*VOTRE OBJECTIF*. Poursuivez l'article sur les effets de l'inhalation chronique de nicotine en reprenant juste après sa dernière phrase.

*EXTRAIT*.

┌──

Alors que la pandémie de Covid-19 s'est emparée de la plupart des pays du monde, la communauté scientifique internationale se mobilise afin de trouver des moyens de l'endiguer. Fin avril, en France, des chercheurs majoritairement issus du CNRS, de l'Inserm, de l'APHP et de l'Institut Pasteur ont commencé à s'intéresser aux conséquences thérapeutiques des agents modulateurs du récepteur nicotinique. En d'autres termes, ils suggèrent que la nicotine pourrait protéger du nouveau coronavirus.
Si elle venait à se vérifier, cette hypothèse — qui fait l'objet de plusieurs études — ne devrait encourager personne à commencer à fumer, ni à augmenter sa consommation de cigarettes. En effet, une étude publiée dans le numéro du mois de mai 2020 de la revue Hypertension révèle les implications de l’exposition chronique à la nicotine dans le développement de maladies cardiovasculaires et pulmonaires. Selon les scientifiques, elle pourrait entraîner une hypertension pulmonaire.
Des effets néfastes dès la première semaine d'exposition
Pour mener à bien leurs travaux, les chercheurs, issus du Louisiana State University Health Sciences Center New Orleans, ont utilisé un nouveau modèle d’inhalation de nicotine chez la souris, qui imite fidèlement les fumeurs humains, ainsi que les utilisateurs de cigarette électronique.
Pendant huit semaines, ils ont examiné les effets de l’inhalation chronique de nicotine sur le développement de maladies cardiovasculaires et pulmonaires. Ils se sont particulièrement intéressés à la tension artérielle et au remodelage cardiaque — la cause la plus fréquente d'insuffisance cardiaque après un infarctus. Résultat : dès la première semaine d'exposition, l’inhalation de nicotine a augmenté la pression artérielle systolique — mesurée lors de la phase de relâchement du cœur — et diastolique — correspondant à la contraction du cœur — des souris.

└──

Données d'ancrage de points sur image
┌──

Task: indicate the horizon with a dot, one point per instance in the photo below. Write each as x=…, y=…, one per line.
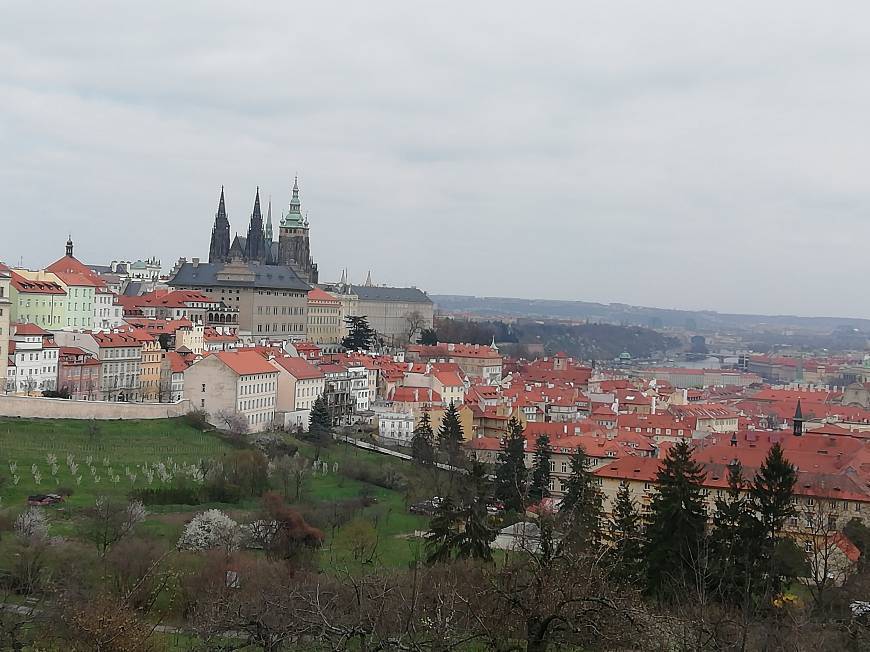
x=689, y=157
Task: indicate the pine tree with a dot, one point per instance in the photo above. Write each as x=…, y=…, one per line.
x=675, y=534
x=625, y=533
x=539, y=487
x=580, y=509
x=475, y=538
x=734, y=546
x=443, y=530
x=511, y=472
x=450, y=435
x=771, y=499
x=360, y=336
x=422, y=443
x=448, y=540
x=320, y=422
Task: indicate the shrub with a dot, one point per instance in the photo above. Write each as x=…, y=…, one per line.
x=32, y=525
x=210, y=530
x=197, y=419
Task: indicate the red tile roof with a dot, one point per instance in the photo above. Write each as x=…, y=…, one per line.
x=299, y=368
x=245, y=363
x=316, y=294
x=28, y=329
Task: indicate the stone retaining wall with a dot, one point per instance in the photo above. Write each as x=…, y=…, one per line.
x=58, y=408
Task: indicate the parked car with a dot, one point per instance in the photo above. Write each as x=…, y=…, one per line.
x=42, y=500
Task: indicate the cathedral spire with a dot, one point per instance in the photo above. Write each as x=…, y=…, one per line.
x=255, y=245
x=269, y=221
x=219, y=248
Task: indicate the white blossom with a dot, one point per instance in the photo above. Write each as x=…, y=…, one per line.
x=32, y=524
x=210, y=530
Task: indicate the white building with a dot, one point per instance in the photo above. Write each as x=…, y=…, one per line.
x=300, y=383
x=231, y=383
x=33, y=359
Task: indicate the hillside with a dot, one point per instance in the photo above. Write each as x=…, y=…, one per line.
x=619, y=313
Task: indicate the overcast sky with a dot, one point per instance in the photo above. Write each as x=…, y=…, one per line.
x=676, y=154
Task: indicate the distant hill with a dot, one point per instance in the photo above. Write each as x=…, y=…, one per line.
x=620, y=313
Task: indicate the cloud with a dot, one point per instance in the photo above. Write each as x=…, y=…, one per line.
x=676, y=155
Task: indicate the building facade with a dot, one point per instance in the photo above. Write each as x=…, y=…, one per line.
x=325, y=325
x=78, y=373
x=271, y=300
x=5, y=315
x=32, y=361
x=231, y=383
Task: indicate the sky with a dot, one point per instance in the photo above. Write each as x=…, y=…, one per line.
x=670, y=154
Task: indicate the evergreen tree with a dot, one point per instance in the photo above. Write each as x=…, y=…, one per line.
x=422, y=443
x=476, y=536
x=511, y=472
x=625, y=532
x=450, y=435
x=580, y=510
x=443, y=531
x=463, y=531
x=771, y=499
x=734, y=546
x=320, y=422
x=675, y=534
x=539, y=487
x=360, y=336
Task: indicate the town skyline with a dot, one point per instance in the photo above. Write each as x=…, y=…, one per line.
x=456, y=132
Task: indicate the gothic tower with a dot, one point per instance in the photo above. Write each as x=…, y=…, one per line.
x=219, y=249
x=255, y=245
x=270, y=244
x=294, y=247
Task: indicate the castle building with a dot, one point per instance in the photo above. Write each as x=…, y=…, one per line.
x=292, y=250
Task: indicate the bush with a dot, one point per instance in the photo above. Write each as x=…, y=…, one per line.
x=32, y=525
x=376, y=474
x=210, y=530
x=197, y=419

└──

*RÉPONSE*.
Hausse de la pression systolique du ventricule droit
“L’augmentation était temporaire, mais était suffisamment longue pour présenter des risques potentiels pour la santé des personnes atteintes de maladies cardio-pulmonaires préexistantes", indique Eric Lazartigues, professeur de pharmacologie au Louisiana State University Health Sciences Center New Orleans, dans un communiqué publié sur le site de l'établissement.
En plus de l’hypertension pulmonaire induite par l'inhalation chronique de nicotine, les chercheurs ont découvert que cette dernière conduisait à la “muscularisation” des artérioles pulmonaires — des petites branches des artères menant aux capillaires — auparavant non musculaires. Ce phénomène est conforme à une hausse de la pression systolique du ventricule droit et de la résistance vasculaire pulmonaire.
L’insuffisance ventriculaire droite, l'une des principales causes de décès dans l’hypertension pulmonaire
Pour rappel, l’insuffisance ventriculaire droite est l'une des principales causes de décès dans l’hypertension pulmonaire. Or, les chercheurs ont découvert qu’une exposition de huit semaines à la nicotine avait entraîné une pression systolique du ventricule droit considérablement plus élevée, ainsi qu’un épaississement des parois et une hypertrophie ventriculaire droite. De quoi décourager celles et ceux qui comptaient sur la nicotine pour se protéger contre le Covid-19.